Entries from a data collection:
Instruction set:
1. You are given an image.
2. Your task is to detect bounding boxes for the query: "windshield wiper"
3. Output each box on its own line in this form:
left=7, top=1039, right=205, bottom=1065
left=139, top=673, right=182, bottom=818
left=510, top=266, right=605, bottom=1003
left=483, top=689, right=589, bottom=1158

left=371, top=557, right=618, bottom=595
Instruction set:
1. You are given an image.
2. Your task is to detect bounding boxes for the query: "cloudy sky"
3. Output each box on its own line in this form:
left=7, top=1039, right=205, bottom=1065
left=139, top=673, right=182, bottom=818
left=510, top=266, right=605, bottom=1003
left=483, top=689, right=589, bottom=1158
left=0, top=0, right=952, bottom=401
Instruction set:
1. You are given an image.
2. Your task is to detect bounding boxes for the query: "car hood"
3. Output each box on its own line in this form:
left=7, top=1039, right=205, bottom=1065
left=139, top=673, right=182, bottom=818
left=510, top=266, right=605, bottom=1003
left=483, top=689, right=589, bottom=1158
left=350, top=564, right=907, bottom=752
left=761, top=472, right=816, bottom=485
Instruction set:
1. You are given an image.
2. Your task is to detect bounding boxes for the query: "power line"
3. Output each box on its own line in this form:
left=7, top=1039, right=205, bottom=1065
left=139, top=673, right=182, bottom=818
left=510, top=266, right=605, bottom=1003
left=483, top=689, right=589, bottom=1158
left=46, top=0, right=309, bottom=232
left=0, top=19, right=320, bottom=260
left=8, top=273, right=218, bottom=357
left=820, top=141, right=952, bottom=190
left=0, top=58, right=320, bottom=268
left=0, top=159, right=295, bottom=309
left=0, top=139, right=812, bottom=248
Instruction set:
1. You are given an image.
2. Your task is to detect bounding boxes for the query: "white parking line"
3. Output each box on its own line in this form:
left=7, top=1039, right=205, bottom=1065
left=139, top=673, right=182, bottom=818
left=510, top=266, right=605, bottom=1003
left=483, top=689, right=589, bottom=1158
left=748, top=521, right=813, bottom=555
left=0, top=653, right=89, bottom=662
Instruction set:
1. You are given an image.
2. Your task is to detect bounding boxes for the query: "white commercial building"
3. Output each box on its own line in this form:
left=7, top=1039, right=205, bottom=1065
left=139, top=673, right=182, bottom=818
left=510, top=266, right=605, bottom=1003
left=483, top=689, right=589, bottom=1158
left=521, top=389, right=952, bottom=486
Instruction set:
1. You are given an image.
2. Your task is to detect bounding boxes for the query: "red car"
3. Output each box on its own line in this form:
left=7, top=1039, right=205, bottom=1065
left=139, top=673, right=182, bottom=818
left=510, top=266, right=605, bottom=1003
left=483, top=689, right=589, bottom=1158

**What is required:**
Format the stretch of entries from the start through the line containing "left=371, top=557, right=618, bottom=595" as a two-column CSV with columns named entry_text and answer. Give one row per entry, and put each field in quotes with its line breaks turned into spaces.

**Reply:**
entry_text,answer
"Instruction set: 1. You are given an image. 2. Your task is to detect bounding boxes for the query: ""windshield wiper"" 3. Output each box on its own line in this form: left=7, top=1039, right=205, bottom=1065 left=139, top=673, right=182, bottom=818 left=510, top=266, right=605, bottom=1003 left=483, top=689, right=589, bottom=1158","left=371, top=557, right=618, bottom=595"